Page:
***
I don't think there is anything Forge specific here.
Go to the Extensions tab, then Install from URL, use the URL for this repository.
Important
needs diffusers 0.30.0 or newer
Easiest way to ensure suitably up-to-date diffusers is installed is to edit requirements_versions.txt in the webUI folder.
diffusers>=0.30.0
You might also need to update:
tokenizers>=0.19
transformers>=4.40
huggingface-hub>=0.23.4
Forge2 already has newer versions for all.
not current UI, but similar
Change log
- fixes for gallery, sending to i2i
- adjustments for Gradio4
- diffusers 0.30.0 finally released, so now we have:
- v1.2 of HunyuanDiT (distilled variant as default)
- controlnet - will fit into 8GB VRAM (actually ~7GB), but you'd best not be doing much else at the same time. If inference becomes very slow or fails, you've run out of VRAM. Control images must be preprocessed, you can use controlnet in the main txt2img tab for this.
- whatever else I added/fixed/broke in the meantime
- added drawing of masks for image to image. Load/copy the source image into the mask, to use as a template.
- added option to keep models loaded
- added SuperPrompt button (ꌗ) to rewrite simple prompts with more detail. This overwrites the prompt. Read about SuperPrompt here. Credit to BrianFitzgerald for the model. (all my alternate model extensions are updated to use this; the model is loaded to a shared location so there's no wasted memory due to duplicates.)
- improved yesterday's effort. More compatibility, multi-line, etc.
- some code cleanups
- added prompt parsing to automatically fill in details like seed, steps, etc.
- added guidance cut off control: switch to CFG 1.0 after some steps for faster generation. The earlier the switch, the more effect on quality. A late switch might not hurt quality at all.
- added toggle button to center the latents during inference. This is something that can be very effective with sd1.5 and sdXL (but not sd3). Tends to change the results significantly with HYdit, but doesn't break them, so it's included for experimentation.
***
Source material:

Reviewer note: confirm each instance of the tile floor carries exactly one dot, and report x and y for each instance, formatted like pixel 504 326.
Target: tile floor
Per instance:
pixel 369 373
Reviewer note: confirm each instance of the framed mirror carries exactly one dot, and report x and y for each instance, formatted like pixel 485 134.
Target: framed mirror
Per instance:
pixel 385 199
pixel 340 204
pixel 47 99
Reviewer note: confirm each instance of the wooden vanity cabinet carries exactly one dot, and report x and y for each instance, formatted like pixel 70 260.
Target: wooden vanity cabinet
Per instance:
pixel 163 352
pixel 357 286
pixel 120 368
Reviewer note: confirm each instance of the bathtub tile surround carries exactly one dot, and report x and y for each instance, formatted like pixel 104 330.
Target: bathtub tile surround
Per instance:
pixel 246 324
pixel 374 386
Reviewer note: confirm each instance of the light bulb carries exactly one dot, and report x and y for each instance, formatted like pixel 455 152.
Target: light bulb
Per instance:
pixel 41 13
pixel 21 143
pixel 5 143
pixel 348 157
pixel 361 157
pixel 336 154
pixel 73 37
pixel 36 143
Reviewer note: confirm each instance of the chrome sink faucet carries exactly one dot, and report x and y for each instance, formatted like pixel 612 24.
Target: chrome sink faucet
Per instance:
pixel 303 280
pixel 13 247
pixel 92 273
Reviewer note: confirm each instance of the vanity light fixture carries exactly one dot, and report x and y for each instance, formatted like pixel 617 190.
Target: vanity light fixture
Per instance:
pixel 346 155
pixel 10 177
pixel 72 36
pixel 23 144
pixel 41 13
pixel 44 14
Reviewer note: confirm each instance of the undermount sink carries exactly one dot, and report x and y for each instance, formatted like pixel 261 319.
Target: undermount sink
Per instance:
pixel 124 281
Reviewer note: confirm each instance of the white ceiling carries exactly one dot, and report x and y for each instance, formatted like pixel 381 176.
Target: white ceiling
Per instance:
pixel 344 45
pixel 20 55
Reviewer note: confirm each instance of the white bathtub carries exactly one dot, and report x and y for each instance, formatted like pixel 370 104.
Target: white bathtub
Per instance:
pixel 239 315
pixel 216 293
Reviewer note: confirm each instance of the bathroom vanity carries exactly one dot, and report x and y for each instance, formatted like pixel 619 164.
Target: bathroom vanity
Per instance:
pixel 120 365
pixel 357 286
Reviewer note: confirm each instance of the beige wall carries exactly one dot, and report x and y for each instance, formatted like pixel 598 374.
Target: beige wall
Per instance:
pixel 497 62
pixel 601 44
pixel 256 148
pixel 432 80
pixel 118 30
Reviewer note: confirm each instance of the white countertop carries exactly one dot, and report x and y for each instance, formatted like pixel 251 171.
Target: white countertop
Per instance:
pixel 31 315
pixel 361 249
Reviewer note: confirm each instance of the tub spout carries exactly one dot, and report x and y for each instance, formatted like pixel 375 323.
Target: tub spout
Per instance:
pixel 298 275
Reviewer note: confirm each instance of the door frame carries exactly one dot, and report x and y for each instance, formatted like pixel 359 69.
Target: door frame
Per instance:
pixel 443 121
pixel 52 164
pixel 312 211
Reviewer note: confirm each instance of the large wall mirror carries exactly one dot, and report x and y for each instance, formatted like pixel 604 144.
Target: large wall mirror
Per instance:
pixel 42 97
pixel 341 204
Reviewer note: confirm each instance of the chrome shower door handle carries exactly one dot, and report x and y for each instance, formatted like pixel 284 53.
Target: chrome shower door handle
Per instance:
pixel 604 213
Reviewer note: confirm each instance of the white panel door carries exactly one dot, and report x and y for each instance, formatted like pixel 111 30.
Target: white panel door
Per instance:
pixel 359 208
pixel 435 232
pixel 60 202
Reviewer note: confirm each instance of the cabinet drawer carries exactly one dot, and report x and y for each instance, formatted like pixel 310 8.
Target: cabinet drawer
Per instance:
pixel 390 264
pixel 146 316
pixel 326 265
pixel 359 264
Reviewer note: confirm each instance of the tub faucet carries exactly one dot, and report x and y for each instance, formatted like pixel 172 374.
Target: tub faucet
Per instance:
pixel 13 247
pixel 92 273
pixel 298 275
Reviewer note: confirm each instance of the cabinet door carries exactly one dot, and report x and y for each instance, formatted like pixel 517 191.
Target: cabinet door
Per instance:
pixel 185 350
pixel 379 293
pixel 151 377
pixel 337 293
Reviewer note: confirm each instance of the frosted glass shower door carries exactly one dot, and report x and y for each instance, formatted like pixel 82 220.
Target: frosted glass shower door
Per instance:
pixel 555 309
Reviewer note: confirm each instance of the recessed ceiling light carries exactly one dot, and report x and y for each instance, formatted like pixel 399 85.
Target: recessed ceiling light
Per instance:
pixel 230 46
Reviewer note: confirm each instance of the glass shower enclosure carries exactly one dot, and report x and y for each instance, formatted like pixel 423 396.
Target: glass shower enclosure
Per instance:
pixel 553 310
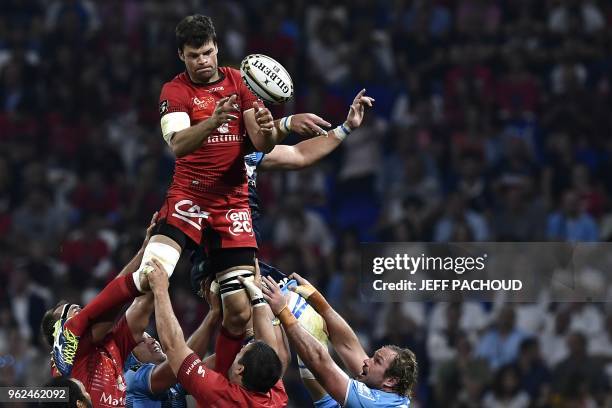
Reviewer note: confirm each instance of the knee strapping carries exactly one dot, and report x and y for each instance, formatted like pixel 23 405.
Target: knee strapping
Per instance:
pixel 229 283
pixel 164 253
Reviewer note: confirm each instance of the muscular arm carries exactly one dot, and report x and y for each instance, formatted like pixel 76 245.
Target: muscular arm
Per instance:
pixel 318 360
pixel 105 323
pixel 263 142
pixel 342 336
pixel 345 342
pixel 162 376
pixel 302 155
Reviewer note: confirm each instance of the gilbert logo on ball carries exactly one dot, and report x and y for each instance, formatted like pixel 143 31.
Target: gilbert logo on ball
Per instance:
pixel 266 78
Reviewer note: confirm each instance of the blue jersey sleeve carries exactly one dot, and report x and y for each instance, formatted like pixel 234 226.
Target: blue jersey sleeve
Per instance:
pixel 138 382
pixel 360 395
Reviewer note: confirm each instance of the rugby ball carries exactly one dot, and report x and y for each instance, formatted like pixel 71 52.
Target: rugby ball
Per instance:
pixel 266 78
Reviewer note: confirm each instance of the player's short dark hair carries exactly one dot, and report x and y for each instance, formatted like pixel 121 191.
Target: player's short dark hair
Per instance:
pixel 404 368
pixel 74 393
pixel 48 321
pixel 262 367
pixel 195 31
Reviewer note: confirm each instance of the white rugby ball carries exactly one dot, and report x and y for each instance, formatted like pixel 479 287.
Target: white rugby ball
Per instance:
pixel 266 78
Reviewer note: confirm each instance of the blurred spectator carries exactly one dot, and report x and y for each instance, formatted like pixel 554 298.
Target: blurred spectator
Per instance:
pixel 28 304
pixel 553 338
pixel 579 376
pixel 500 344
pixel 506 390
pixel 571 223
pixel 460 222
pixel 491 122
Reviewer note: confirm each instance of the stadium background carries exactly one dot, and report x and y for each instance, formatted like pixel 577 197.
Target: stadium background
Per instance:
pixel 492 122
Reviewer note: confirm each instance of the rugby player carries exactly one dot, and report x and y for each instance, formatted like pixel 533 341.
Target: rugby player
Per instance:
pixel 254 377
pixel 149 377
pixel 384 380
pixel 210 120
pixel 98 361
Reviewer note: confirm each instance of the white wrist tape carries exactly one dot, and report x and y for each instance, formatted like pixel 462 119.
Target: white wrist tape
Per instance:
pixel 229 283
pixel 255 293
pixel 285 124
pixel 342 131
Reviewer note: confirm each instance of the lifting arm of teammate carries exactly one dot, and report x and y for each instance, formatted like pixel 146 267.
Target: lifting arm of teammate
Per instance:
pixel 342 336
pixel 308 152
pixel 168 327
pixel 265 132
pixel 314 354
pixel 162 376
pixel 262 319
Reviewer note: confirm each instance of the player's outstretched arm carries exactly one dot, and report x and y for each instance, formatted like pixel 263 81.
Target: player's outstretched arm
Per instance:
pixel 314 355
pixel 170 332
pixel 162 376
pixel 342 336
pixel 189 139
pixel 308 152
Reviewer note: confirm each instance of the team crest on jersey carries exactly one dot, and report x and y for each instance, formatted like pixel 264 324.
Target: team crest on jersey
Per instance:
pixel 121 386
pixel 163 107
pixel 203 103
pixel 224 128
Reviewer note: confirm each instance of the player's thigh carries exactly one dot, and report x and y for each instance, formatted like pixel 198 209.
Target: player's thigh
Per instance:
pixel 182 218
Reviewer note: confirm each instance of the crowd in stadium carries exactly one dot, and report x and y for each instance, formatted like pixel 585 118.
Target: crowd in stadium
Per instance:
pixel 491 124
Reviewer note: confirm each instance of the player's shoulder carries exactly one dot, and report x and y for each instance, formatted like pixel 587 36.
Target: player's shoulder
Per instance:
pixel 254 158
pixel 176 84
pixel 230 72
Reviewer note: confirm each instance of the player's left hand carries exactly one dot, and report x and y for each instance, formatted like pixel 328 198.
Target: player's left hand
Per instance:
pixel 357 109
pixel 158 278
pixel 149 231
pixel 308 124
pixel 273 295
pixel 264 119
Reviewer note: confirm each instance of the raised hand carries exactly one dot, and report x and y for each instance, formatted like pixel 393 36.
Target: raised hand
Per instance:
pixel 357 109
pixel 226 110
pixel 273 295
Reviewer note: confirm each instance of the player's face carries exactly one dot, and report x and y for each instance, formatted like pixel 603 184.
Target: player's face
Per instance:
***
Directions:
a – Format the part of the listing that opens with its first line and closes with the line containing "pixel 369 373" as a Markdown table with the columns Row and Line, leaving out blank lines.
b – Continue the HunyuanDiT extension notes from where they stop.
The HunyuanDiT extension notes and the listing come from unrelated sources.

Answers per task:
a –
| Row | Line |
|---|---|
| 1 | Reviewer note: confirm each instance of the tile floor carries exactly one dot, and report x and y for each instance, formatted like pixel 504 326. |
| 2 | Target: tile floor |
| 3 | Per instance: |
| 4 | pixel 369 373 |

b –
- added quickset for image resolution, included sizes are the recommended ones (and would be enforced if resolution binning were enabled, which it isn't).
- tweaked Florence-2: model now runs on GPU so is faster.
- cleaner handling for batch after understanding the code a bit better - why repeat over the second dimension, then take use a view to get the right shape, when it is easier to just repeat over the first dimension? Other diffusers pipelines do it too.
- fixed image to image: changed method of added noise when I added masking, which was an error.
- removed Euler and Euler A samplers as they seem very bad.
- fix for batch, tested with diffusers versions 0.29.1 and 0.29.2. On my low-end hardware, this takes n times longer to generate, up to the point where it starts hitting shared memory, then it gets really slow.
- model selection now via dropdown, in preparation for v1.2 (not much information yet, needs a code update, so still have v1.1 as default)
- (controlnet: waiting for diffusers update)
- added lora support, Tencent original form (with strength control) and pre-converted diffusers form (ignores strength control). Of course, there are already alternate form loras available which I can't load. Some sort of conversion script may be possible. Generation will end early, with a console message, for those loras.
- mask for image to image
- added option to caption using Florence-2, in image to image section. 'P' button toggles overwriting prompt, results always written to console.
- minor code improvements
- minor addition to save noise colour settings to infotext
- added v1.1. Enabled by default, but optional by using the obvious button. I think only the transformer has changed, so 5.64GB extra download (same for Distilled, if used). From brief tests, it does seem to be a step-up.
- option to not use T5 text encoder
- settings to colourize the initial noise. This offers some extra control over the output and is near-enough free. Leave strength at 0.0 to bypass it.
- experimental double prompting - subprompts for each text encoder. Split prompts with '|', first subprompt for CLIP, second for T5. If not used: same prompt sent to both, same as previous behaviour.
- code cleanup, handles the text encoders manually, better for VRAM usage. In good conditions, no speed up; but bad conditions are harder to hit.
- moved styles to unique file
- added support for the distilled version, which is better when using fewer steps. I download only the distilled transformer, so the cost is ~5.6GB rather than another 13GB. Toggle the D icon, top-right of left column: lit up means using the distilled version. Downloaded on demand, cached locally. Should this be new default?
- !! don't apply i2i denoise strength when not doing i2i, late night me forgot to copy that over from the PixArt implementation
- enabled guidance rescale for testing. It's good, very similar method used in my cfgFade extension.
- reduced VRAM, no longer flirting with shared memory
- caching of prompt embeds to avoid text encoder processing if prompt and negative not changed
- img2img, same method as used with PixArt
Initial release, dips into shared memory too easily. K icon (top-right of left column) toggles use of Karras sigmas for the samplers. Seemed useful with PixArt + Cascade, so why not here?
Of course, always same prompt, seed, sampler. Non-distilled version.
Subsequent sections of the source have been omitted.